Two lines mark the range in the entries below: the one holding "Target: stone wall" and the one holding "compact shape [80,245].". Set down those two and all lines between them, exactly.

:::

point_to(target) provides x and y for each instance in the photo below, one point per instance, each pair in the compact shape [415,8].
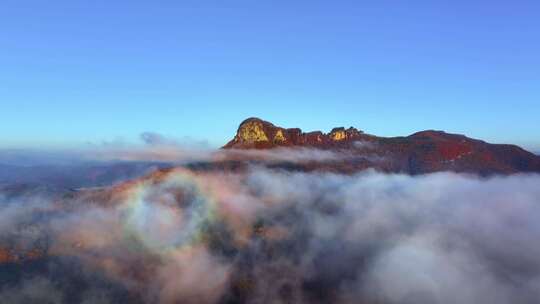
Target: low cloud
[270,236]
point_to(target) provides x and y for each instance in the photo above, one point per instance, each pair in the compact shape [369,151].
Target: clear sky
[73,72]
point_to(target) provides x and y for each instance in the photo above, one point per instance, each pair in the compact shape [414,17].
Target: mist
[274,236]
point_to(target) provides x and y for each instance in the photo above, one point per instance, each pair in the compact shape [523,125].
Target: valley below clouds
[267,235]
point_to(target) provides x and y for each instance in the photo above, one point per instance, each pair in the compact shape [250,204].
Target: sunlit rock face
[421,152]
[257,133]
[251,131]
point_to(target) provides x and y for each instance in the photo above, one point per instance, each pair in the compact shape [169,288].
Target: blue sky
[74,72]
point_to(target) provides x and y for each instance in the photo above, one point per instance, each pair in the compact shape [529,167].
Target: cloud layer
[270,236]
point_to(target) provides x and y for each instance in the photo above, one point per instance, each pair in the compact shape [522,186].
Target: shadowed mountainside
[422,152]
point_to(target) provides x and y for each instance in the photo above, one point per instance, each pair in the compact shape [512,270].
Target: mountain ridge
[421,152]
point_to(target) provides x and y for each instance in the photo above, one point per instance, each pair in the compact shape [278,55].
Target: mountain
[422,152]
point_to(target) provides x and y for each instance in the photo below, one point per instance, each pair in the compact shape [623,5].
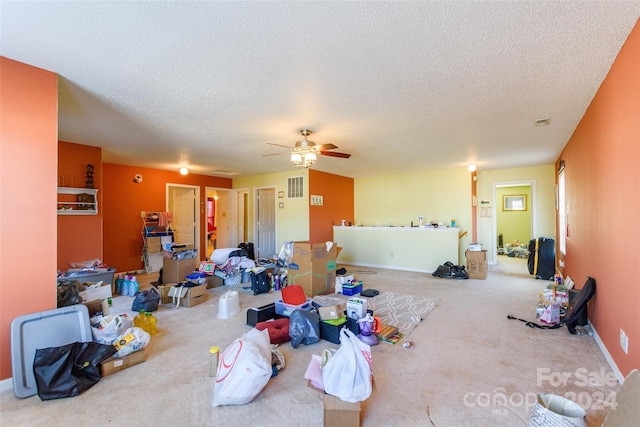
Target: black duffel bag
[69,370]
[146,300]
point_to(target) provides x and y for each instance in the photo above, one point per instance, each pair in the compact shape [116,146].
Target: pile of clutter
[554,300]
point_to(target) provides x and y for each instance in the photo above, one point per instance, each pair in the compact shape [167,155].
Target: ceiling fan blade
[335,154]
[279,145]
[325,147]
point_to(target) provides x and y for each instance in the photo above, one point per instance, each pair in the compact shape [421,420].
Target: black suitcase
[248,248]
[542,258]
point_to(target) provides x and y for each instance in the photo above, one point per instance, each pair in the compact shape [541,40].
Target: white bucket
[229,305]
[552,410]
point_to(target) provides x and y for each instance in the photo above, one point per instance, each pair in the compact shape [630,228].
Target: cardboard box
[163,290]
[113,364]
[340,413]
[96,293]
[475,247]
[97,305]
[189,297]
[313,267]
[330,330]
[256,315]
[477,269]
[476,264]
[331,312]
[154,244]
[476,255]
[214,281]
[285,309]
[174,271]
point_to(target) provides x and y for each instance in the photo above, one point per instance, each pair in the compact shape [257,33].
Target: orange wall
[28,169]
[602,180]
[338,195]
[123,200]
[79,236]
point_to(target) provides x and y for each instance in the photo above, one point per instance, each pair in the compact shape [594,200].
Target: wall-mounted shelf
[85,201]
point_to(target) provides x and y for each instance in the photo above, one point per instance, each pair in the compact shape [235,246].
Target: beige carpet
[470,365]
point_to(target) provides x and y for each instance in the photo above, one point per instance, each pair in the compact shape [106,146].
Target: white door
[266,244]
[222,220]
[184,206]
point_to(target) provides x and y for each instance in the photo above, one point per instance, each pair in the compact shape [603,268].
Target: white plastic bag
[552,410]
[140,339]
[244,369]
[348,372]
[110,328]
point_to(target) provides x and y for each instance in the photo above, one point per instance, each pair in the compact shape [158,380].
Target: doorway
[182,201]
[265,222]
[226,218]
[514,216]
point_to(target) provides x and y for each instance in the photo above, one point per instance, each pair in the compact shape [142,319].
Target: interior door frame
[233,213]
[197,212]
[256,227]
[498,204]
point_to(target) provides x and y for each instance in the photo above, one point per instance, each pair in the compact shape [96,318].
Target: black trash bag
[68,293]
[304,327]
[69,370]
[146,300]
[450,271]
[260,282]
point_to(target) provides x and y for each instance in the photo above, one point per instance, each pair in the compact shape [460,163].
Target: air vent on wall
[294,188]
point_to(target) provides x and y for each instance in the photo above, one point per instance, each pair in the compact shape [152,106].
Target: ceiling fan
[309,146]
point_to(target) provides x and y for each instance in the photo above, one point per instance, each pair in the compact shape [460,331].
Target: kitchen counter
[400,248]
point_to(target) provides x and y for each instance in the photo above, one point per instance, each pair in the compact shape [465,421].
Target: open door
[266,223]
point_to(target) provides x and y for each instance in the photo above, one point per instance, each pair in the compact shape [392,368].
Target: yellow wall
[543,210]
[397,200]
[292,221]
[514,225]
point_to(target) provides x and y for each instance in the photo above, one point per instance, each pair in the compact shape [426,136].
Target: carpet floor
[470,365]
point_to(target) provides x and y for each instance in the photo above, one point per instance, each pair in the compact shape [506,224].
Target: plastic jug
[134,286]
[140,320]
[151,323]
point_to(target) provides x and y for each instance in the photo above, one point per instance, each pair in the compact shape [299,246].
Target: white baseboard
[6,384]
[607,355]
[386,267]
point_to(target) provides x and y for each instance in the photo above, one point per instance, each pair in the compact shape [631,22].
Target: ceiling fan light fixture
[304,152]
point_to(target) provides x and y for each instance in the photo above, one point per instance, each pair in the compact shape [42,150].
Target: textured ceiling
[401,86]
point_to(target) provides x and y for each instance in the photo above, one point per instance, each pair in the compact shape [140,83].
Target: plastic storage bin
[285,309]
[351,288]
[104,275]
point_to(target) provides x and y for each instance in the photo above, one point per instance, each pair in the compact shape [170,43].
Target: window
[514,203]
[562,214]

:::

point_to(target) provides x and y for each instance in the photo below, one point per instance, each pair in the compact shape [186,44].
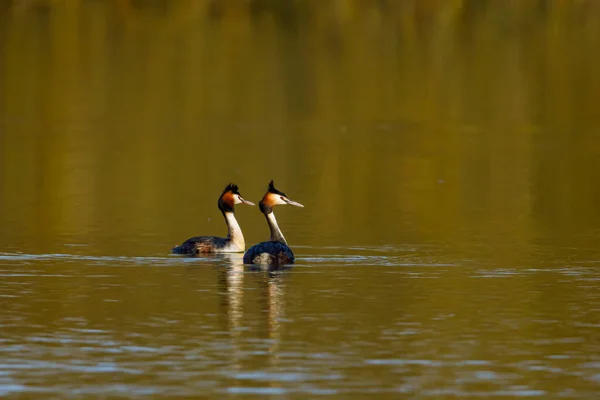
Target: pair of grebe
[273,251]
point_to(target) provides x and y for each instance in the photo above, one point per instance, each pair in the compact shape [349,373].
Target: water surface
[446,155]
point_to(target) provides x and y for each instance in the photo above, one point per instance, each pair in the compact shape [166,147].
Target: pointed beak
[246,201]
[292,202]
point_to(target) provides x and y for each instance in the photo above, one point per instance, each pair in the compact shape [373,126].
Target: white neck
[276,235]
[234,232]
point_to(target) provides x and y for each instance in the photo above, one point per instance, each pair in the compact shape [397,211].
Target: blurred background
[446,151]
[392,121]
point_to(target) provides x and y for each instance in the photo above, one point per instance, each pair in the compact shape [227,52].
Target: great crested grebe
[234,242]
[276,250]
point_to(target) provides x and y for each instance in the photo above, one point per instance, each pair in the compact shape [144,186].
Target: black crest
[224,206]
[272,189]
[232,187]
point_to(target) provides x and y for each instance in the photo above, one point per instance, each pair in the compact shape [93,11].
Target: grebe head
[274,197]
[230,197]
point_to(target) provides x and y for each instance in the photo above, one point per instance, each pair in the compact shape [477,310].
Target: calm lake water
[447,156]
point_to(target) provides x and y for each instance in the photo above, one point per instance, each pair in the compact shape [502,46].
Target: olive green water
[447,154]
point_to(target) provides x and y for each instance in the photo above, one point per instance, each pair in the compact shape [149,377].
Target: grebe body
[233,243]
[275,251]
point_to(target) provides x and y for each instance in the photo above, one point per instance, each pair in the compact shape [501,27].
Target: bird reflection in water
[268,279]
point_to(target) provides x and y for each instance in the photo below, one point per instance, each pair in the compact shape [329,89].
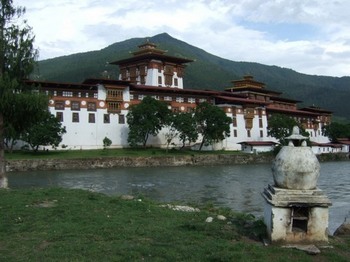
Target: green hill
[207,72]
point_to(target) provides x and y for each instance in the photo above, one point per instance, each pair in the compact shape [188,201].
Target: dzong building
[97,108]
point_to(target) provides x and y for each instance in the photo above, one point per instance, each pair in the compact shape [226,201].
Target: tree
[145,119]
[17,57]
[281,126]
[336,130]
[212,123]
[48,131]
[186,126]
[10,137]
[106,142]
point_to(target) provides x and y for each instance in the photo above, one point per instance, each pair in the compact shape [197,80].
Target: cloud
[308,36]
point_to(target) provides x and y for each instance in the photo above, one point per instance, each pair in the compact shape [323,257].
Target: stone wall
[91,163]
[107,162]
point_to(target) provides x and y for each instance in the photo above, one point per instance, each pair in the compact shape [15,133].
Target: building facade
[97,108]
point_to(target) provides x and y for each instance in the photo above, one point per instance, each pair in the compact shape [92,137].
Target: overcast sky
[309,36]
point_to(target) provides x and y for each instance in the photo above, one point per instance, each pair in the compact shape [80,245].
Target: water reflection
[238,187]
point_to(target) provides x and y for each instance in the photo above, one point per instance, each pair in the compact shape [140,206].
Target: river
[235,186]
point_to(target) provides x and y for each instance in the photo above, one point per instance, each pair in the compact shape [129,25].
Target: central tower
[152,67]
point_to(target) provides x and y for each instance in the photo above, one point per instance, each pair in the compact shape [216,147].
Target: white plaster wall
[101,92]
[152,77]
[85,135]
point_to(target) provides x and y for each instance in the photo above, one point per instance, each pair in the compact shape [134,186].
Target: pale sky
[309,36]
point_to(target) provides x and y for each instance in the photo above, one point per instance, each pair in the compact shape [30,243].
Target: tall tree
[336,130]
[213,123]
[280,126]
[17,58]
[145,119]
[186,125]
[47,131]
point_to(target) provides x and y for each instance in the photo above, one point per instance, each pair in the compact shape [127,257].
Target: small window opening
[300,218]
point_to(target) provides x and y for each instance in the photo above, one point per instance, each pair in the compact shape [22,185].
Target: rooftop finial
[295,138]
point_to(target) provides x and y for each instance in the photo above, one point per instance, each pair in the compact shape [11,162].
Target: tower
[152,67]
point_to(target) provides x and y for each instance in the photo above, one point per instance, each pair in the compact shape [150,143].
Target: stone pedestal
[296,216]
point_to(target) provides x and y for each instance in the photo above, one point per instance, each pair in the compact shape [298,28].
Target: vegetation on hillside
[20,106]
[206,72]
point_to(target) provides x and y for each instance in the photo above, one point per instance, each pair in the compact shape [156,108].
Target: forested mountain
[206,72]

:::

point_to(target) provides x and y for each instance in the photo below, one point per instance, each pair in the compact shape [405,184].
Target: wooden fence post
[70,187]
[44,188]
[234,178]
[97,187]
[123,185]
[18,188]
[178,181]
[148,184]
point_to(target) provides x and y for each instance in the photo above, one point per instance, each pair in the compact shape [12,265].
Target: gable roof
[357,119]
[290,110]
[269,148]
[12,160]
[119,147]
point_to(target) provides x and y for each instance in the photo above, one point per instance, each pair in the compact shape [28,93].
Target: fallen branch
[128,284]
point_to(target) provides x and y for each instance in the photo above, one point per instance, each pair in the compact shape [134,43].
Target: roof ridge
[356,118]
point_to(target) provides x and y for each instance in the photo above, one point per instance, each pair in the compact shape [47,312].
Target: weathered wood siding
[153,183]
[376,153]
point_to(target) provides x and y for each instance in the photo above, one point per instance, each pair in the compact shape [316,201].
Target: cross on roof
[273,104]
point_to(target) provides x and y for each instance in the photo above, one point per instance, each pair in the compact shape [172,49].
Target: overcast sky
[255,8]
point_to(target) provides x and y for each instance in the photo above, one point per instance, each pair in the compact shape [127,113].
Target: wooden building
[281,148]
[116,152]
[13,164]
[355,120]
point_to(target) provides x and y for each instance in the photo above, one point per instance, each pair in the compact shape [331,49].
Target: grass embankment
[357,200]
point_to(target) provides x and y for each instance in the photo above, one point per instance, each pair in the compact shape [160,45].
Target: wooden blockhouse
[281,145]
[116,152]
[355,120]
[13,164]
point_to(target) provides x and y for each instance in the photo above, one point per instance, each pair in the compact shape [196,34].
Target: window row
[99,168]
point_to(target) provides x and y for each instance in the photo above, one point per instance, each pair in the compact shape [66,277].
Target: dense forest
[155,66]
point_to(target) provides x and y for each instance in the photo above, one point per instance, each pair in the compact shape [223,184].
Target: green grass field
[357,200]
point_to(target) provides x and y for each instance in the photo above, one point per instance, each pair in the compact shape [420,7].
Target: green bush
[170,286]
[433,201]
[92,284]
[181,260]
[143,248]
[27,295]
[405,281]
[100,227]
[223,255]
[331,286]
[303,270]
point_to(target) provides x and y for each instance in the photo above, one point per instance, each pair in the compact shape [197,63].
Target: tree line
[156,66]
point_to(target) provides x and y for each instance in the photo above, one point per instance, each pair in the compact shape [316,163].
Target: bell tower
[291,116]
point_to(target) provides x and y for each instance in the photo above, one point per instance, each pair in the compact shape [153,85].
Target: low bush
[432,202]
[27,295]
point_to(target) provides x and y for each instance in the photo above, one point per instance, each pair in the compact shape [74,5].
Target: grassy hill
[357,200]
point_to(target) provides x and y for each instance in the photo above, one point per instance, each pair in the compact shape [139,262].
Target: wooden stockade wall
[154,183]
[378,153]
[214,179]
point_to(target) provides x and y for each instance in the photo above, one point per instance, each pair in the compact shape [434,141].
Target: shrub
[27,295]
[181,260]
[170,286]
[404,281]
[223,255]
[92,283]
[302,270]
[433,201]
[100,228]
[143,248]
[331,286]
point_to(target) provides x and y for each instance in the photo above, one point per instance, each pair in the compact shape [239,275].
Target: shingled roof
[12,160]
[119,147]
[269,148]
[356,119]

:::

__Solved exercise__.
Target: stone wall
[91,163]
[107,162]
point_to(target) provides x and y for each instance in the photo above, one point per instance, each pair in the compact shape [15,133].
Target: building facade
[97,108]
point_to(target) provides x and y for each instance in the photo above, one point per instance, each pair in the compact shape [92,137].
Target: overcast sky
[309,36]
point_to(target) provides x and y for each instance in the photo above, one point per instance, each pair in the compact shape [80,245].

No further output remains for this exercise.